[Task item]: According to the milestones column, how many road films did Dorothy Lamour make with Bing Crosby and Bob Hope?

[Document passage]:
★ ★ ★ ★ ★
Monday, Oct. 07, 1996

MILESTONES

BORN. To MELANIE GRIFFITH, 39, and ANTONIO BANDERAS, 36; a daughter, Stella del Carmen; in Spain. She is Banderas' first child and Griffith's third.

RELEASED. BARRY GOLDWATER, 87, conservative icon and former Arizona Senator; from a Phoenix hospital following treatment for a minor stroke.

RULED INCOMPETENT. JOHN E. DU PONT, 57, eccentric millionaire and chemical heir; to stand trial in the slaying of Olympic wrestler David Shultz; in Media, Pennsylvania.

ARRESTED. ROBERT KIM, 56, civilian Navy computer analyst; on charges of passing classified documents on North Korea and U.S. policy to a South Korean attache; in Alexandria, Virginia. Kim, a South Korean native, became a U.S. citizen in 1974. He faces a maximum 10-year jail sentence if convicted.

AILING. SEYMOUR CRAY, 71, the Thomas Edison of the supercomputer; after suffering a broken neck and severe head injuries in a highway crash; in Colorado Springs, Colorado.

DIED. NICU CEAUSESCU, 45, playboy son of executed Romanian dictator Nicolae Ceausescu; following surgery to stem internal bleeding caused by liver disease; in Vienna.

EXECUTED. NAJIBULLAH, 49, former Soviet-backed President of Afghanistan who had spent more than four years in refuge at a U.N. compound; in Kabul. Najibullah, a ruthless security chief who ruled from 1986 until 1992, was found hanged after the Taliban rebels captured Kabul. Afghanistan will now be ruled by strict Islamic law.

DIED. BOB DENT, 66, cancer patient; by lethal injection at the hand of Dr. Philip Nitschke; in the world's first legal mercy killing; in Darwin, Australia.

DIED. DOROTHY LAMOUR, 81, actress who took to the road--sometimes sporting only her signature sarong--with Bing Crosby and Bob Hope; in Los Angeles. Though she starred in more than 50 movies, Lamour won over audiences--particularly G.I.s during World War II--with the seven road films she made with Crosby and Hope, surviving the jungle, a malevolent aunt and the wisecracking duo at her side who vied relentlessly for her affections.

DIED. PAUL ERDOS, 83, quirky Hungarian-American mathematician with more than 1,500 papers to his name; of a heart attack while living homeless, by choice; in Warsaw.

DIED. PAVEL SUDOPLATOV, 89, Stalin's spymaster who claimed he stole atom-bomb secrets from the U.S. and plotted the death of Leon Trotsky; in Moscow.

DIED. SABINE ZLATIN, 89, Polish-born nurse who risked her life to give dozens of Jewish children refuge at an isolated farmhouse in Izieu, France, during World War II; in Paris.
★ ★ ★ ★ ★
[Data supplied]:
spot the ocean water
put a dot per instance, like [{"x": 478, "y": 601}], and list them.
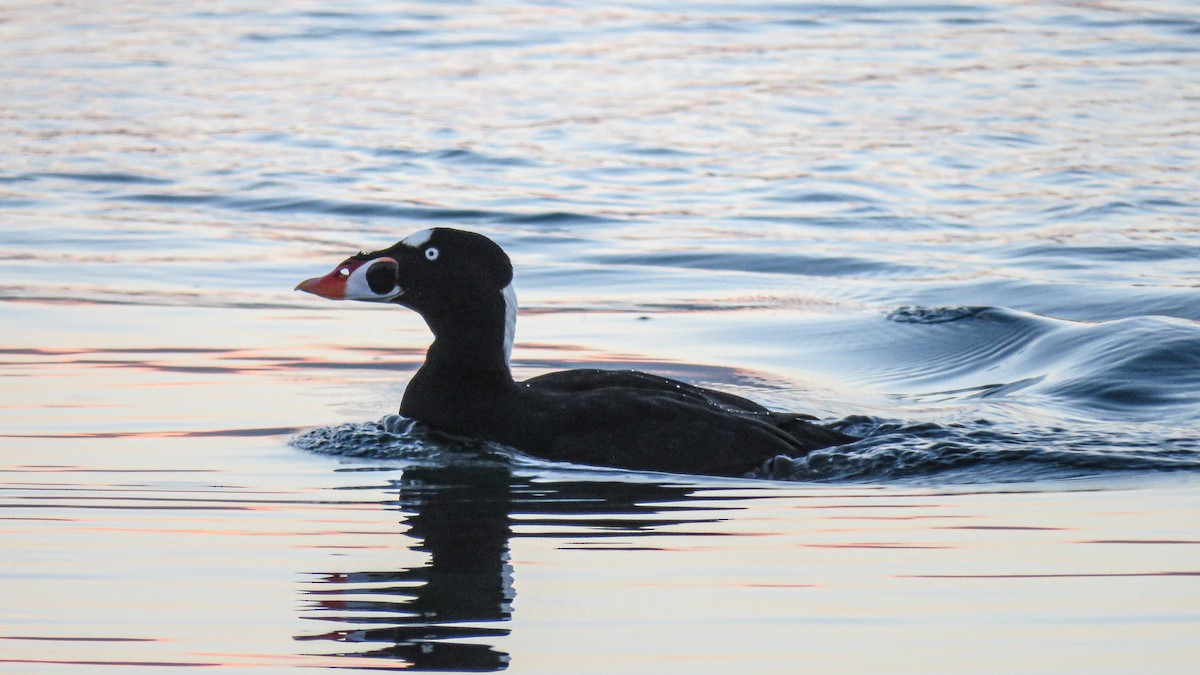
[{"x": 967, "y": 232}]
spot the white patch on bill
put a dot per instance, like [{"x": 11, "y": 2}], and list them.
[
  {"x": 510, "y": 321},
  {"x": 358, "y": 288},
  {"x": 418, "y": 239}
]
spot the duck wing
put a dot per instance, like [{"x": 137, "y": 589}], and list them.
[{"x": 591, "y": 378}]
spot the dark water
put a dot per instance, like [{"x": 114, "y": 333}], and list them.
[{"x": 966, "y": 232}]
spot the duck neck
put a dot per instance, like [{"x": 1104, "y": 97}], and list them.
[{"x": 477, "y": 345}]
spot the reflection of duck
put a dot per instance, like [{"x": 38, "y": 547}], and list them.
[
  {"x": 460, "y": 517},
  {"x": 461, "y": 284},
  {"x": 451, "y": 613}
]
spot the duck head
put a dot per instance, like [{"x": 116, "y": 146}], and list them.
[{"x": 461, "y": 282}]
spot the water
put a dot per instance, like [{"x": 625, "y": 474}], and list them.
[{"x": 966, "y": 232}]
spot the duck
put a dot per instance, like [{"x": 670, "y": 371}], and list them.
[{"x": 461, "y": 284}]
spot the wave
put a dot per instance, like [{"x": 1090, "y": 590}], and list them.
[
  {"x": 987, "y": 452},
  {"x": 1138, "y": 369}
]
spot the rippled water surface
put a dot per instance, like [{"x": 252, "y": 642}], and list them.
[{"x": 966, "y": 232}]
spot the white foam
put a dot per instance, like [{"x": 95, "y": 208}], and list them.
[
  {"x": 418, "y": 239},
  {"x": 510, "y": 321}
]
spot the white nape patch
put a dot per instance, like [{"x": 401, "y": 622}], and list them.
[
  {"x": 357, "y": 287},
  {"x": 418, "y": 239},
  {"x": 510, "y": 321}
]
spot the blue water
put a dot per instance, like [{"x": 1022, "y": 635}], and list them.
[{"x": 967, "y": 232}]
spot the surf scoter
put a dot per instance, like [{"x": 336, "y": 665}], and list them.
[{"x": 461, "y": 282}]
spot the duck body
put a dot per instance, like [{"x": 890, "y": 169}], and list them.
[{"x": 613, "y": 418}]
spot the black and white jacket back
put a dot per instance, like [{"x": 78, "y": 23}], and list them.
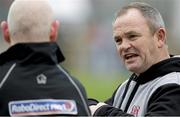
[{"x": 32, "y": 83}]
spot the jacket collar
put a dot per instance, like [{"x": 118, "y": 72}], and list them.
[
  {"x": 160, "y": 69},
  {"x": 33, "y": 53}
]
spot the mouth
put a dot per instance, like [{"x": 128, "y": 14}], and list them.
[{"x": 130, "y": 56}]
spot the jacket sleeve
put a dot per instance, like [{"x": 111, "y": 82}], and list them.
[
  {"x": 165, "y": 101},
  {"x": 108, "y": 110},
  {"x": 111, "y": 99}
]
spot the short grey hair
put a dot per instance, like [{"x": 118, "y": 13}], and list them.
[{"x": 151, "y": 14}]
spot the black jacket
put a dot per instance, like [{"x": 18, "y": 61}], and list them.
[
  {"x": 32, "y": 83},
  {"x": 155, "y": 92}
]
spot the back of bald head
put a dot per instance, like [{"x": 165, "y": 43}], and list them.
[{"x": 30, "y": 20}]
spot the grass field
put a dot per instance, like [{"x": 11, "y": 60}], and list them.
[{"x": 100, "y": 87}]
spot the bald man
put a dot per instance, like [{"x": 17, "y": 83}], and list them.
[{"x": 31, "y": 81}]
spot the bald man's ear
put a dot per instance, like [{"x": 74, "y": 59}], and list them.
[
  {"x": 54, "y": 31},
  {"x": 161, "y": 37},
  {"x": 5, "y": 31}
]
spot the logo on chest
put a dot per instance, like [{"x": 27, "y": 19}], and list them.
[{"x": 135, "y": 110}]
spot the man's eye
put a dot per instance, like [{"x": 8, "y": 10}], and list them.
[
  {"x": 132, "y": 36},
  {"x": 118, "y": 40}
]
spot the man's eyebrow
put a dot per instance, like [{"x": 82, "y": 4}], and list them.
[{"x": 132, "y": 33}]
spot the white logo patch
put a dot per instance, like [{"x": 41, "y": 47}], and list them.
[
  {"x": 42, "y": 107},
  {"x": 41, "y": 79}
]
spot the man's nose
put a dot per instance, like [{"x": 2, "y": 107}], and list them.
[{"x": 125, "y": 45}]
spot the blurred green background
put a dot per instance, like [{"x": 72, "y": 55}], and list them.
[{"x": 85, "y": 37}]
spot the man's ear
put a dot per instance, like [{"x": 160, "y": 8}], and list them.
[
  {"x": 5, "y": 31},
  {"x": 54, "y": 31},
  {"x": 161, "y": 37}
]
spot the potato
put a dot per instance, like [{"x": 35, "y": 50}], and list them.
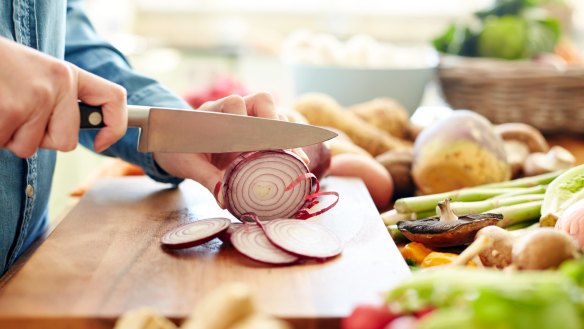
[
  {"x": 461, "y": 150},
  {"x": 339, "y": 146},
  {"x": 323, "y": 110},
  {"x": 398, "y": 163},
  {"x": 373, "y": 174},
  {"x": 386, "y": 114}
]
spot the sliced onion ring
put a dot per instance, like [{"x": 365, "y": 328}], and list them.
★ ★ ★ ★ ★
[Exercise response]: Seven.